# Provided data start
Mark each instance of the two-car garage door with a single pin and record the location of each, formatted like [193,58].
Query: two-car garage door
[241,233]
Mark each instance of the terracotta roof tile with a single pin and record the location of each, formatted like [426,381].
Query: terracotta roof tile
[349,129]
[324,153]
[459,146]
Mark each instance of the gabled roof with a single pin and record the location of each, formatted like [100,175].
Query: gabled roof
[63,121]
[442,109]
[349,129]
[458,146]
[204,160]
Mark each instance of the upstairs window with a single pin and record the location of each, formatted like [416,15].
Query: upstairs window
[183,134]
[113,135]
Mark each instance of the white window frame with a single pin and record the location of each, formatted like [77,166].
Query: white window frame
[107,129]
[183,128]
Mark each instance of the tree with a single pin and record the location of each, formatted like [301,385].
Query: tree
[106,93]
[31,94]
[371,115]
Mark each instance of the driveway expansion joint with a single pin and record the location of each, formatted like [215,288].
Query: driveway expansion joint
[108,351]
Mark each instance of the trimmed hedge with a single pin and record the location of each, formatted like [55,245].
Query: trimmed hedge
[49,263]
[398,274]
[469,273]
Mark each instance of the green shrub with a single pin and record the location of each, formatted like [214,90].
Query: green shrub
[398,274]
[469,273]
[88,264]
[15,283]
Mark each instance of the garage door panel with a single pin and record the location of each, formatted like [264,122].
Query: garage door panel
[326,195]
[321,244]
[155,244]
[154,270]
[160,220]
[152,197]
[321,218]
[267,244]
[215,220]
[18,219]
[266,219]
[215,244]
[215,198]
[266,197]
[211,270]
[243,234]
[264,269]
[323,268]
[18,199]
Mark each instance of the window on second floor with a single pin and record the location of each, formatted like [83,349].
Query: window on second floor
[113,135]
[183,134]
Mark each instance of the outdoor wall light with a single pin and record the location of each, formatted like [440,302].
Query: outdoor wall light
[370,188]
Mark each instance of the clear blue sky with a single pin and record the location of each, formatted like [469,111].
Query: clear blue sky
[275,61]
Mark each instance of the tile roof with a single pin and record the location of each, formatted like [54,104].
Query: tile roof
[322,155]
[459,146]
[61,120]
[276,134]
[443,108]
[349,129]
# Provided data end
» **Given request**: Rewrite all the lines above with every "single pin" changed to "single point", keeping everything else identical.

» **Written solution**:
Mark each instance of the two-car garage door with a single point and record the location of each, formatted like [193,58].
Query: two-car garage door
[241,233]
Mark each instance of the terracotta roof tile with a single point and record the location of each, formatted like [426,381].
Query: terracotta roof tile
[349,129]
[324,153]
[459,146]
Mark each instance of the gabled roof with a single point and record the location of each, formatted like [100,175].
Query: gabled roof
[63,121]
[442,109]
[349,129]
[458,146]
[204,160]
Mark each instance of the upstairs window with a single point and record the location of each, formatted like [416,15].
Query: upstairs window
[183,134]
[113,135]
Mark each instance of the white window frame with a single point and record the location of each, formatted like [77,166].
Query: white window frame
[107,129]
[183,128]
Mark each instance of the tree with a single point and record the location of each, formatted like [301,385].
Query: tree
[106,93]
[31,94]
[371,115]
Mark each instance of the driveway expansion joint with a single point and record the location of each, formatted like [215,288].
Query: driveway expansion joint
[108,351]
Mark each instance of the trimmed hedge with a single point and record the location of each, formatted like [55,245].
Query: trimmed hedge
[49,263]
[398,274]
[469,273]
Mark each instance of the green shrub with a single point and record the location of each, formatted like [214,90].
Query: green shrub
[398,274]
[469,273]
[88,264]
[15,283]
Mark each instance of the garage door panel with a single point and record the location of each, formatted like [264,122].
Query: garage door panel
[326,195]
[321,244]
[155,244]
[154,270]
[160,220]
[152,197]
[321,218]
[267,244]
[215,220]
[18,219]
[266,219]
[215,244]
[215,198]
[266,197]
[211,270]
[243,234]
[264,269]
[323,268]
[18,199]
Mark each instance of the window on second floor with a single point and record the location of each, formatted like [83,349].
Query: window on second floor
[113,135]
[183,134]
Mark each instance of the outdoor wall light with a single point and record the location of each, formatted like [440,302].
Query: outdoor wall light
[370,188]
Mark each instance of the clear blue sky with a single point and record the location of each, formatted like [469,111].
Query: clear blue sky
[275,61]
Mark each instance of the tile roof with a single point and record the location of each, formatted like [54,104].
Query: tile roof
[322,155]
[459,146]
[61,120]
[276,134]
[443,108]
[349,129]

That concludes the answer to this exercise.